[Data items]
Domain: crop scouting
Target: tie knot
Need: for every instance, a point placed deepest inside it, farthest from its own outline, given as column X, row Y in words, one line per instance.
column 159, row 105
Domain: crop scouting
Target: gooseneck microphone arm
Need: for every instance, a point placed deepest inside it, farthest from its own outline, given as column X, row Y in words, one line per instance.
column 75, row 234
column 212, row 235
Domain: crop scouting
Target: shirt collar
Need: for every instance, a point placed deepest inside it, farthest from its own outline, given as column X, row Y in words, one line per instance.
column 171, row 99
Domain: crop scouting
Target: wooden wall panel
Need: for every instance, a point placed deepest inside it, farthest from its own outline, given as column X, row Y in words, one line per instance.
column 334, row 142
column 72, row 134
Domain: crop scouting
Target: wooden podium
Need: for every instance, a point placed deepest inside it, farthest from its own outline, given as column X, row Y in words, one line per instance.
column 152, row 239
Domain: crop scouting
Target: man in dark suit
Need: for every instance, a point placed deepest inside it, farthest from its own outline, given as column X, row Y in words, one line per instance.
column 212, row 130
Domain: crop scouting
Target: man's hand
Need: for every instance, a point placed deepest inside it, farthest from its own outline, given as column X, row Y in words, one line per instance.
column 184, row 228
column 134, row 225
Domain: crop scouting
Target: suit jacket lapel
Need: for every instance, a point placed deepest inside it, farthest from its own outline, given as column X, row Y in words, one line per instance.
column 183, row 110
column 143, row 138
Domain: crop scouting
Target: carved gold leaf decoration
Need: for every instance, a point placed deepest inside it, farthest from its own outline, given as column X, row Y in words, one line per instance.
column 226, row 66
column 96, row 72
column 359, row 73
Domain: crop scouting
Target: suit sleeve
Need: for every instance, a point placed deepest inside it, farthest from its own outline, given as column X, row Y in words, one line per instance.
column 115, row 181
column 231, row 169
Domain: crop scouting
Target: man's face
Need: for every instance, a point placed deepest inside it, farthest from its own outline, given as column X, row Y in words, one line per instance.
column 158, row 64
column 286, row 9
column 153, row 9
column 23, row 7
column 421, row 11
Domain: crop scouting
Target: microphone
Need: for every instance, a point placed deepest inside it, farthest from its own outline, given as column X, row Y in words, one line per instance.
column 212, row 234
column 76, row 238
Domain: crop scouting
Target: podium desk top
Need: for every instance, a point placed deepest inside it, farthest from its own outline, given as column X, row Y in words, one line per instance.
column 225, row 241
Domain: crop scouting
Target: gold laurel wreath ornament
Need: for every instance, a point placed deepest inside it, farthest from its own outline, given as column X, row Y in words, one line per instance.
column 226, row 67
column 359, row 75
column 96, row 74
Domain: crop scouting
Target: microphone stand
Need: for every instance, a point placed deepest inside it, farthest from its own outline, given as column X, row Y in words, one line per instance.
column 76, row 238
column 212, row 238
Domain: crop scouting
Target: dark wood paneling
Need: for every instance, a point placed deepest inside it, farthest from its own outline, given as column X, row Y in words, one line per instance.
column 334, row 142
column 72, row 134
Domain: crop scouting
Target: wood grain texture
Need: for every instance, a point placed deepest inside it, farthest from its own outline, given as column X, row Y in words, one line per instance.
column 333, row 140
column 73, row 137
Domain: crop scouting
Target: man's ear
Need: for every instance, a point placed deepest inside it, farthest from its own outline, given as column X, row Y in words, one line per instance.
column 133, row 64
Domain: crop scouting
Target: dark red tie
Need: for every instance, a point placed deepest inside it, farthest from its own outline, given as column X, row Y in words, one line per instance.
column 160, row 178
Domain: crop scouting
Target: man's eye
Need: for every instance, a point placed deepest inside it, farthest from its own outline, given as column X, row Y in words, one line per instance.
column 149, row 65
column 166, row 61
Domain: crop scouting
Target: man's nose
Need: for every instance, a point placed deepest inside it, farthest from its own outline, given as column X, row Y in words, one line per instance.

**Exercise:** Check the records above and copy each line that has the string "wooden".

**Written answer:**
Target: wooden wall panel
Target: wooden podium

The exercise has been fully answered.